▶ **Task statement**
Turn each line of the items below into a JSON list of strings, one string per line, and leave out any blank lines.

▶ **Material for the task**
========================

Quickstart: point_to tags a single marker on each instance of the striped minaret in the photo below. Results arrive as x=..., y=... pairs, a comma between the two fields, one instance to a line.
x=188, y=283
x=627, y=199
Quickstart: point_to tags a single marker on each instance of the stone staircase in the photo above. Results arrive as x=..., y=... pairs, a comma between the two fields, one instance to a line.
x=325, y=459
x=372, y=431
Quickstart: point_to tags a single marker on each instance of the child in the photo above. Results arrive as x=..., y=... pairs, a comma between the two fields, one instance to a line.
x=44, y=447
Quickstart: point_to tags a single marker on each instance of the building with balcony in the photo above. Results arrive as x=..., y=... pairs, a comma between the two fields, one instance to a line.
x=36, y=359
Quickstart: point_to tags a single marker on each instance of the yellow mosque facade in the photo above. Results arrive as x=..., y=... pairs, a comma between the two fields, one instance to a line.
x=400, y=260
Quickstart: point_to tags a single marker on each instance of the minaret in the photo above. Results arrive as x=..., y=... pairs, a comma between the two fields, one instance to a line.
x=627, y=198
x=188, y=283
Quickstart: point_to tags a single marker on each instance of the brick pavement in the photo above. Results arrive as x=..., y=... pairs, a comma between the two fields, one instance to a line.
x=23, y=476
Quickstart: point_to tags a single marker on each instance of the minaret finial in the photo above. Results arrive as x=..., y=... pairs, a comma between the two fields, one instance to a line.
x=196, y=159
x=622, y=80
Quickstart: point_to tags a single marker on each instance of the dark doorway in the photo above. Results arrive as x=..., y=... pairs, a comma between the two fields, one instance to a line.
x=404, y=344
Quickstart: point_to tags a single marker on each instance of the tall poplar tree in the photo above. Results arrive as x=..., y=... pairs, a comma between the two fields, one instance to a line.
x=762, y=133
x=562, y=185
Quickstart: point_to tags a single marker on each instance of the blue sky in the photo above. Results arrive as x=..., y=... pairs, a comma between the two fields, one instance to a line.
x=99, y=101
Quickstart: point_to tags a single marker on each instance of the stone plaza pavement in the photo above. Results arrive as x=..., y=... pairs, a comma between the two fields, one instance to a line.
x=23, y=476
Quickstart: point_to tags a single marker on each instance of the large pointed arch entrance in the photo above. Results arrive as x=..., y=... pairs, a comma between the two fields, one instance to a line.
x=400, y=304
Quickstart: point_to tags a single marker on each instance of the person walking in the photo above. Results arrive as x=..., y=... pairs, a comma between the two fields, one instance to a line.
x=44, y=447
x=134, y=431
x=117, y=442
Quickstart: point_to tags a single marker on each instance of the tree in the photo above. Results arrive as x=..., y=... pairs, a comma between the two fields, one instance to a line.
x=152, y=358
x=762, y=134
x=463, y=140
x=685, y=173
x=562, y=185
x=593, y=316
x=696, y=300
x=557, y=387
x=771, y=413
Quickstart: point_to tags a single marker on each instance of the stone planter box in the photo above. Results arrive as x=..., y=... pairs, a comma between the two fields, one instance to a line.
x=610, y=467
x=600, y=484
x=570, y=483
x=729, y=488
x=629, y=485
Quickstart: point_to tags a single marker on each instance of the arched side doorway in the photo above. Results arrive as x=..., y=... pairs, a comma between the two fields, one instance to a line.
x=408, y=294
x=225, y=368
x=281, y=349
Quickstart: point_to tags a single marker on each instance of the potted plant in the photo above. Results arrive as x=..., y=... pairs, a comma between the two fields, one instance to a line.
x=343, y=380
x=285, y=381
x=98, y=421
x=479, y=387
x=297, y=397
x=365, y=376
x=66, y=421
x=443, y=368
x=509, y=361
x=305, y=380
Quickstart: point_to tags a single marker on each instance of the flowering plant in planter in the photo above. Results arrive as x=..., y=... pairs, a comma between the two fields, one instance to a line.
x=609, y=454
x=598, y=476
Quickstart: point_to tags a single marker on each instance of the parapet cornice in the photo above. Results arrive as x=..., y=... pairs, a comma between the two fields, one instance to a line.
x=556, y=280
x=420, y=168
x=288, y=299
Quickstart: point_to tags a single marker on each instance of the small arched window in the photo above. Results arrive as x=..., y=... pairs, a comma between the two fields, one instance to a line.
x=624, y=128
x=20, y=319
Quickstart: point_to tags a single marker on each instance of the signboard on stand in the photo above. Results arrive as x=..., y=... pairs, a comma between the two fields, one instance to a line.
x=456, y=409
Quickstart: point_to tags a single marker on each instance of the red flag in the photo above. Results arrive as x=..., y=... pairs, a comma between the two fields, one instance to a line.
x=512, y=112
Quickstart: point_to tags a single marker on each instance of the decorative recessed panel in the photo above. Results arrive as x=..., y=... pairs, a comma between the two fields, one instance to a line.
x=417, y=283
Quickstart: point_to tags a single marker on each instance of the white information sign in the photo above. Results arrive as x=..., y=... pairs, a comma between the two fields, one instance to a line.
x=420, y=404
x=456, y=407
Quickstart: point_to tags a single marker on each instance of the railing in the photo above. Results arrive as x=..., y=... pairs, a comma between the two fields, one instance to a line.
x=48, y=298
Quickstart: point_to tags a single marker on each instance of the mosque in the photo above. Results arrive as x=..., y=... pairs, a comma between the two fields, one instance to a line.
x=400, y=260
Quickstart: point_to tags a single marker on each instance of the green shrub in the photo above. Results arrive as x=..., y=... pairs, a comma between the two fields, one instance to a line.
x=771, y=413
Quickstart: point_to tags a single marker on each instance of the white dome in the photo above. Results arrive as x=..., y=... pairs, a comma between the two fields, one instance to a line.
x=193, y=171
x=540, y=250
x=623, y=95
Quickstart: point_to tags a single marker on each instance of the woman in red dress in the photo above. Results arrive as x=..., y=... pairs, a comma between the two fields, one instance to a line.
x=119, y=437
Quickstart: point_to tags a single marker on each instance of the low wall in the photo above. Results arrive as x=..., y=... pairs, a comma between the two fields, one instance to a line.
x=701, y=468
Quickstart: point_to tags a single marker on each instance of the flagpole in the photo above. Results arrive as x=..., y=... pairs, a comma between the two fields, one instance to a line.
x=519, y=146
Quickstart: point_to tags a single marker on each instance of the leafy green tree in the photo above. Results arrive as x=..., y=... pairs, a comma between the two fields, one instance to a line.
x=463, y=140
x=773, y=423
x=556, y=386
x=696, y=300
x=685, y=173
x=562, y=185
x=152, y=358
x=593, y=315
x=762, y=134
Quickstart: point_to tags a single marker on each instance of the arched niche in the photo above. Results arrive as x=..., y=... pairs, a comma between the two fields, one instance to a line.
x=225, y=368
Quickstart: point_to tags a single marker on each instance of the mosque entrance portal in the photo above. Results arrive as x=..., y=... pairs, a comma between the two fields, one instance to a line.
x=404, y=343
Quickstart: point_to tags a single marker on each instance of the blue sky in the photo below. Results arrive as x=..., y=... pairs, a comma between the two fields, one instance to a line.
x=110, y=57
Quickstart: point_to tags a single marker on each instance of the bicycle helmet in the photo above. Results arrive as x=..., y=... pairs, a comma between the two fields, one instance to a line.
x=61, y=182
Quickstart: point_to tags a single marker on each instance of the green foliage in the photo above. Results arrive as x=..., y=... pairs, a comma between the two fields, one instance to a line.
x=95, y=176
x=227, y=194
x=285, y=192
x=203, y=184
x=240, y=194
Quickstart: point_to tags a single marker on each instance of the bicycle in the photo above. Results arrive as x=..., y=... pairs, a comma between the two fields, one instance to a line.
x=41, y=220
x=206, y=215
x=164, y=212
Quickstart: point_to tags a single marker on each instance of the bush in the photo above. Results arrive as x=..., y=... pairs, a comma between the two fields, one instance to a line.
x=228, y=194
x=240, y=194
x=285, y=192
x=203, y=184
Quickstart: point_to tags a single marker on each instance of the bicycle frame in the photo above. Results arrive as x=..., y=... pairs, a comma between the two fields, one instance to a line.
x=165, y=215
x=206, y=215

========================

▶ **Written solution**
[
  "Quickstart: point_to tags a single marker on each instance of the striped minaret in the photo below. Results arrive as x=..., y=... pairs, a comma between the two fields, one instance to a line.",
  "x=188, y=283",
  "x=627, y=199",
  "Quickstart: point_to tags a single marker on each instance of the stone staircase in the photo above. Results arrive as x=..., y=... pairs, a comma between the two fields, one instance to a line.",
  "x=325, y=459",
  "x=372, y=431",
  "Quickstart: point_to tags a single marker on each instance of the child in the photo above. Results arrive as x=..., y=... pairs, a comma between the two fields, one instance to a line.",
  "x=44, y=447",
  "Quickstart: point_to tags a single marker on each instance of the building with balcony in the photo above. Results arrive as x=..., y=... pairs, a comma between the two fields, one instance to a line.",
  "x=36, y=359",
  "Quickstart: point_to tags a single marker on each instance of the yellow mosque facade in the photo above. Results arrive as x=..., y=... pairs, a comma between the two fields, one instance to a line.",
  "x=400, y=260",
  "Quickstart: point_to tags a single marker on each instance of the minaret in the photo above. Results arrive as x=..., y=... pairs, a comma between the two fields, one instance to a line.",
  "x=627, y=198",
  "x=188, y=283",
  "Quickstart: point_to tags a single marker on each instance of the brick pavement in the photo above. Results arrive as x=..., y=... pairs, a comma between the two fields, one instance to a line.",
  "x=23, y=476",
  "Quickstart: point_to tags a single marker on each instance of the minaret finial in the photo above. Results arrive as x=..., y=... pairs, a comma between the two fields, one instance to a line.",
  "x=196, y=159",
  "x=622, y=80",
  "Quickstart: point_to tags a single marker on each instance of the dark doorway in the photo above. Results arrive as x=..., y=... pairs, a comma between the two fields, one instance to a line.",
  "x=404, y=344",
  "Quickstart: point_to tags a single marker on each instance of the tall poplar tree in the photo above. Results arrive as x=..., y=... pairs, a comma between the two fields, one instance to a line.",
  "x=762, y=133",
  "x=562, y=185",
  "Quickstart: point_to tags a single marker on each instance of the blue sky in the photo above. Results arrive as x=..., y=... pairs, a comma between the two fields, one instance to a line.",
  "x=99, y=101",
  "Quickstart: point_to tags a single marker on each instance of the stone plaza pavement in the photo above. Results arrive as x=..., y=... pairs, a comma between the two fields, one instance to a line.",
  "x=23, y=476",
  "Quickstart: point_to tags a single marker on each instance of the large pointed arch entrance in the photo above. Results arrive as x=..., y=... pairs, a comma between the two fields, one instance to a line.",
  "x=400, y=304",
  "Quickstart: point_to tags a single marker on each instance of the person walking in the photo above. Results arrive as x=..., y=... pairs, a comma between the two fields, one instance to a line.",
  "x=44, y=447",
  "x=134, y=431",
  "x=117, y=442",
  "Quickstart: point_to tags a single marker on each instance of the tree in the photo above. Results arrive as x=..., y=... pairs, a comma between the two fields, one instance to a line.",
  "x=152, y=358",
  "x=762, y=134",
  "x=463, y=140",
  "x=685, y=173",
  "x=562, y=185",
  "x=593, y=316",
  "x=696, y=300",
  "x=557, y=387",
  "x=771, y=413",
  "Quickstart: point_to tags a single marker on each instance of the stone planter box in the photo above. Results arrive as x=..., y=... pairs, a comma between the two fields, one instance to a line.",
  "x=610, y=467",
  "x=600, y=484",
  "x=570, y=483",
  "x=729, y=488",
  "x=629, y=485",
  "Quickstart: point_to tags a single marker on each instance of the arched side doorway in the photo above. Results arrive as x=..., y=... pairs, a comma between the two fields, one instance to a line.",
  "x=408, y=294",
  "x=225, y=368",
  "x=281, y=349",
  "Quickstart: point_to tags a single marker on each instance of the potted plant in the photo above. Results arrive as x=..., y=... pairs, a comma between the two fields, one instance to a line.",
  "x=343, y=380",
  "x=285, y=381",
  "x=98, y=421",
  "x=479, y=387",
  "x=297, y=397",
  "x=365, y=376",
  "x=66, y=421",
  "x=443, y=368",
  "x=509, y=361",
  "x=305, y=380",
  "Quickstart: point_to tags a single marker on each instance of the flowering plant in planter in the photo above. Results arrive as x=..., y=... pairs, a comma between the two fields, one instance to a line.",
  "x=609, y=454",
  "x=598, y=476",
  "Quickstart: point_to tags a single marker on each instance of the parapet cornice in the photo above. Results arrive as x=..., y=... pairs, a comma between the two fields, one instance to a line.",
  "x=556, y=280",
  "x=420, y=168",
  "x=288, y=299",
  "Quickstart: point_to tags a single marker on each instance of the small arched window in the photo above. Results arrive as x=..., y=... pairs, a comma between the two fields, one instance to a line.",
  "x=624, y=128",
  "x=20, y=319",
  "Quickstart: point_to tags a single marker on each instance of the signboard on stand in the photo above. Results arrive as x=..., y=... pairs, a comma between the two fields, one instance to a line.",
  "x=456, y=409",
  "Quickstart: point_to tags a single marker on each instance of the red flag in the photo above. Results arrive as x=..., y=... pairs, a comma between the two fields, one instance to a line.",
  "x=512, y=112",
  "Quickstart: point_to tags a single marker on each instance of the decorative recessed panel in the photo above. Results arrive as x=..., y=... pairs, a comma between the two fields, one instance to a line.",
  "x=417, y=283",
  "Quickstart: point_to tags a single marker on each instance of the white information sign in the photo above. Results arrive as x=..., y=... pairs, a comma between the two fields, one instance to a line.",
  "x=420, y=404",
  "x=456, y=407",
  "Quickstart: point_to tags a single marker on each instance of the railing in the photo above. Results arrive as x=..., y=... pairs, a comma between the two fields, one instance to a line.",
  "x=48, y=298",
  "Quickstart: point_to tags a single marker on each instance of the mosque in the photo above. Results arrive as x=..., y=... pairs, a comma between the two fields, one instance to a line.",
  "x=400, y=260",
  "Quickstart: point_to tags a single marker on each instance of the green shrub in the photo above. Results arrive as x=..., y=... pairs, a comma between the two fields, one instance to a line.",
  "x=771, y=413",
  "Quickstart: point_to tags a single marker on each instance of the white dome in the photo above. Results arrive as x=..., y=... pairs, a comma between the two fields, one instance to a line.",
  "x=193, y=171",
  "x=540, y=250",
  "x=623, y=95",
  "Quickstart: point_to tags a single marker on each instance of the woman in red dress in the photo above. Results arrive as x=..., y=... pairs, a comma between the two fields, one instance to a line.",
  "x=119, y=437",
  "Quickstart: point_to tags a single marker on each instance of the low wall in the photo above. Results arrive as x=..., y=... pairs, a comma between the two fields, one instance to a line.",
  "x=701, y=468",
  "Quickstart: point_to tags a single marker on each instance of the flagpole in the photo above. Results arrive as x=..., y=... pairs, a comma between the two fields, one instance to a line.",
  "x=519, y=146",
  "Quickstart: point_to tags a single marker on each instance of the leafy green tree in the photo above. Results arrive as x=..., y=... pairs, a comma between the two fields, one instance to a line.",
  "x=463, y=140",
  "x=773, y=423",
  "x=556, y=386",
  "x=696, y=300",
  "x=685, y=173",
  "x=562, y=185",
  "x=152, y=358",
  "x=593, y=315",
  "x=762, y=134",
  "Quickstart: point_to tags a single marker on each instance of the arched niche in the photo above. Results arrive as x=..., y=... pairs, a comma between the two fields, one instance to a line.",
  "x=225, y=368",
  "Quickstart: point_to tags a single marker on each instance of the mosque entrance portal in the photo above. Results arrive as x=..., y=... pairs, a comma between the two fields, one instance to a line.",
  "x=404, y=343",
  "Quickstart: point_to tags a single marker on each instance of the blue sky in the photo below. Results arrive as x=..., y=... pairs, a comma between the two fields, one instance to a line.",
  "x=110, y=57",
  "Quickstart: point_to tags a single marker on each instance of the bicycle helmet in the photo above. Results arrive as x=..., y=... pairs, a comma between the two fields, one instance to a line.",
  "x=61, y=182",
  "Quickstart: point_to tags a single marker on each instance of the green foliage in the photo above. Results arrive as x=..., y=... pairs, a comma between the two fields, one instance to a line.",
  "x=95, y=176",
  "x=227, y=194",
  "x=285, y=192",
  "x=203, y=184",
  "x=240, y=194",
  "Quickstart: point_to tags a single marker on each instance of the bicycle in the photo above. Results arrive as x=..., y=... pairs, a comma between the two fields, one instance to a line.",
  "x=41, y=220",
  "x=206, y=215",
  "x=164, y=212",
  "Quickstart: point_to tags a single marker on each instance of the bush in the photo above. Results arrive as x=..., y=... pairs, a comma between the two fields, one instance to a line.",
  "x=228, y=194",
  "x=240, y=194",
  "x=285, y=192",
  "x=203, y=184",
  "Quickstart: point_to tags a single marker on each instance of the bicycle frame in the photo above. Results arrive as x=..., y=... pairs, a comma between the two fields, one instance to a line.",
  "x=165, y=215",
  "x=206, y=215"
]